Senin, 25 Juli 2011

SHALAT BERJAMA’AH

 SHALAT BERJAMA’AH
A. HUKUM SHALAT BERJAMA’AH
Jumhur ulama sepakat bahwa hukum shalat berjama’ah itu adalah sunnah muakkadah. Dalilnya adalah hadits yang menyebutkan bahwa shalat berjama’ah itu lebih utama dari pada shalat sendirian dengan 27 derajat.

# Dari Ibnu Umar radhiallaahu anhu, ia berkata: Bahwasanya Rasulullah shallallaahu ‘alaihi wa sallam bersabda,
Shalat berjama'ah 27 kali lebih utama daripada shalat sendirian.” (HR. Muttafaq ‘alaih)

# Dari Ibnu Mas'ud radhiallaahu anhu, ia berkata,
Sesungguhnya Rasulullah shallallaahu ‘alaihi wa sallam mengajari kami sunnah-sunnah (jalan-jalan petunjuk dan kebenaran) dan di antara sunnah-sunnah tersebut adalah shalat di masjid yang dikumandangkan adzan di dalamnya.” (HR. Muslim)

Ada sebagian pendapat dari ulama yang menyebutkan bahwa shalat berjama’ah itu hukumnya wajib. Dengan beberapa dalil yang diajukan. Misalnya tentang keinginan Rasulullah shallallaahu ‘alaihi wa sallam membakar rumah orang yang tidak shalat berjama’ah ke masjid. Juga tentang perintah baliau kepada Abdullah bin Ummi Maktum yang buta namun tetap diperintahkan shalat berjama’ah di masjid. Bahkan meski pun seseorang harus mendatangi masjid walaupun sambil merangkak.

# Dari Abu Hurairah radhiallaahu anhu ia berkata: Rasulullah shallallaahu ‘alaihi wa sallam bersabda,
'Shalat yang paling berat bagi orang munafik adalah shalat Isya dan shalat Shubuh. Seandainya mereka itu mengetahui pahala kedua shalat tersebut, pasti mereka akan mendatanginya sekalipun dengan merangkak. Aku pernah berniat memerintahkan shalat agar didirikan kemudian akan kuperintahkan salah seorang untuk mengimami shalat, lalu aku bersama beberapa orang sambil membawa beberapa ikat kayu bakar mendatangi orang-orang yang tidak hadir dalam shalat berjama'ah, dan aku akan bakar rumah-rumah mereka itu.” (HR. Muttafaq ‘alaih)

:::::

#### TUGAS A:
Tuliskan kembali bagian teks tentang shalat berjamaah di antara "Senin, 25 Juli" dan "dengan 27 derajat.", termasuk kedua bagian itu.
#### TUGAS B:
Tentukan apakah setiap pernyataan di bawah ini sesuai dengan teks tentang shalat berjamaah. Jawab ya atau tidak, lalu kutip kata-kata teks yang menjadi dasarnya.
(i) Jumhur ulama berpendapat bahwa hukum shalat berjamaah adalah sunnah muakkadah.
(ii) Hadits dari Ibnu Umar menyebut shalat berjamaah 25 kali lebih utama daripada shalat sendirian.
(iii) Shalat yang paling berat bagi orang munafik adalah shalat Isya dan shalat Subuh.

#### DATA TERSEDIA:
:::::

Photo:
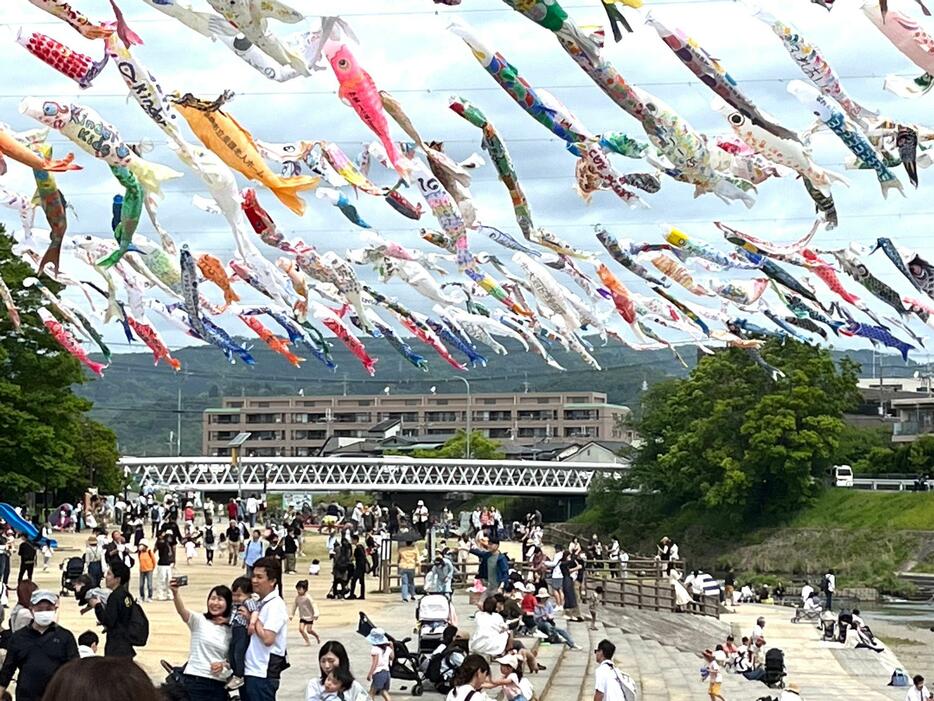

:::::

#### JAWABAN LENGKAP A:
Senin, 25 Juli 2011

SHALAT BERJAMA’AH

 SHALAT BERJAMA’AH
A. HUKUM SHALAT BERJAMA’AH
Jumhur ulama sepakat bahwa hukum shalat berjama’ah itu adalah sunnah muakkadah. Dalilnya adalah hadits yang menyebutkan bahwa shalat berjama’ah itu lebih utama dari pada shalat sendirian dengan 27 derajat.

#### JAWABAN LENGKAP B:
(i) Ya: "Jumhur ulama sepakat bahwa hukum shalat berjama’ah itu adalah sunnah muakkadah."
(ii) Tidak: "Shalat berjama'ah 27 kali lebih utama daripada shalat sendirian."
(iii) Ya: "Shalat yang paling berat bagi orang munafik adalah shalat Isya dan shalat Shubuh."